--- BEGIN SELECTED EXCERPT ---

My father’s property sat at the end of the newly cut Dream Farm Road—a steep rutted track through uncut forest, bordered by the Point Reyes National Seashore and untouched privately owned woodland. In the early 1970s, this was home. The two of us lived in a pair of illegal redwood cabins, banged up from ground to shingled roof over a few weekends by local friends. No electricity, no running water, no plumbing, it was the setting for the prolonged period of semi-camping that marked my early teen years on the western edge of northern California. I chopped firewood, I hauled water from a neighbour’s well, I flailed through a chaotic adolescence of hitchhiking, no high school, food stamps, barefoot ridge walks, and an unreliable single parent. There were few anchor points of regularity. One of them was dinner at twilight, cooked over an open fire, usually with whatever meat was cheapest at the local grocery store. Sometimes beef, sometimes shark. At the end of the month when the money ran out, steamed broccoli.
The wood in the fire, the stumps we sat on, the temperate rainforest of slender bay trees underlit by firelight, created a place that—for all its challenges—was received by my heart as home. I can still catch the memory scents of fern undergrowth, resinous herbal smoke, the iron tang of the meat, and the earth perfume of the loamy forest floor we had excavated around the cabins. The food always tasted of forest and flame. I also remember starting to get, well…angry. A lot.
My father was inclined to philosophical discussions. Between his serial romantic conquests, he saw it as his duty to make me think about Deep Things. Or maybe it was just his own favourite line of discussion. He played the guitar and had a voice of a professional singer, which was what he’d been when I was very young. We laughed a lot. This circle of us, warmed and lit in the fire, the wild world all around and the sky above the sweeping branches of the bay trees as they creaked and sang their own songs. We attributed my increasing combustibility to hormones, but my memory was still one of a warm relationship.

--- END SELECTED EXCERPT ---
--- BEGIN EXTRACTED MATERIAL ---

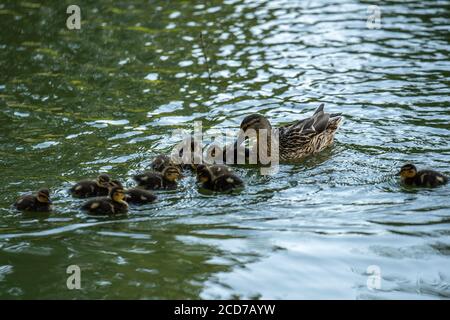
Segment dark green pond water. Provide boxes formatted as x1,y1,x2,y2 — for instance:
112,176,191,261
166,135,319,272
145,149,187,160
0,0,450,299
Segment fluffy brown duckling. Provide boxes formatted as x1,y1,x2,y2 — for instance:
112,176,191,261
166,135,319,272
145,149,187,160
69,174,111,198
178,136,203,171
150,154,179,172
398,164,448,188
14,189,52,212
197,164,244,191
209,141,250,165
133,166,181,190
112,180,156,205
82,187,128,215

--- END EXTRACTED MATERIAL ---

**GIVEN INSTRUCTION 1:**
Decide whether each statement agrees with the Dream Farm Road memoir, answering yes or no and quoting the words from the memoir that settle it: (a) The cabins had electricity but no running water. (b) The narrator's father had once been a professional singer. (c) When the money ran out at the end of the month, dinner was steamed broccoli.
**GIVEN INSTRUCTION 2:**
Answer these questions from the Dream Farm Road memoir, putting each answer on its own line with the matching letter.
(a) Where did the narrator haul water from?
(b) What kind of trees made up the temperate rainforest around the fire?
(c) What did the narrator and the father blame the narrator's increasing combustibility on?
**GIVEN INSTRUCTION 3:**
Pick up the Dream Farm Road memoir after its last sentence and continue the narrative.
The entries have no connection to the memoir about life on Dream Farm Road.

**TASK RESULT 1:**
(a) No: "No electricity, no running water, no plumbing"
(b) Yes: "He played the guitar and had a voice of a professional singer, which was what he’d been when I was very young."
(c) Yes: "At the end of the month when the money ran out, steamed broccoli."

**TASK RESULT 2:**
(a) A neighbor's well
(b) Slender bay trees
(c) Hormones

**TASK RESULT 3:**
In spring we would revel in the lush explosion of wild irises and forget-me-nots that carpeted the forest floor in early spring, or the harvest of mushrooms after the latest downpour. Rain hit my wood-shingled roof, my front door opened into mud, I got drenched making my way along the narrow fern-lined path between my cabin and my father’s, and I started to suspect that the main reason I burned with so much anger was that my dad left me alone a lot and bossed me around when he was home.
When I was fifteen, my anger moved me into a cabin in central Inverness. If I was going to be alone, I figured, I might as well do it among other people while having central heating, running water, and lights I could illuminate with a wall switch. I got a job. I paid my rent. I took a high school equivalency test and then got myself enrolled at a community college. I thought of my relationship with my father as close, but fraught. He cared about me, but he was difficult and eccentric. Friends and boyfriends liked him; he was funny and charismatic and interested in them. When I went to visit him, and it was always me who made visits, we generally spent a lot of our time telling stories and laughing.
I grew up and held duality in my heart. There was the home of that fireside sanctuary beneath a bay laurel canopy, and there was my ever-present affront at my father’s actions, even from a distance. If he wasn’t overtly cruel, or malicious, or violent, he also wasn’t overtly interested or engaged.
Attentive readers might have caught that first whiff of smoke right about now. It took me much longer to discover my own subterranean embers.
Four decades and three countries later, I was living in France. Dad had been drifting away from what I thought of as the circle of us for a long time. I’d show up to redraw the circle, he would stand at the outer edge. I can’t explain why I kept coming back for more. But in 2019, his 80th birthday was approaching, and I wanted to celebrate with him. He’d moved south of the border to Baja many years earlier; I invited him to meet me near San Diego. I said my gift would be for him to invite old friends to a cluster of historical redwood cottages, and to party like it was 1976. He’d been raised near La Jolla; I was born there. At his request, the plan was to meet up the day after his birthday – he said he was busy with doctor’s appointments on the actual day. I’d been visiting my late mother’s side of the family in LA, and would make my way south on Highway 101 from Burbank to La Jolla.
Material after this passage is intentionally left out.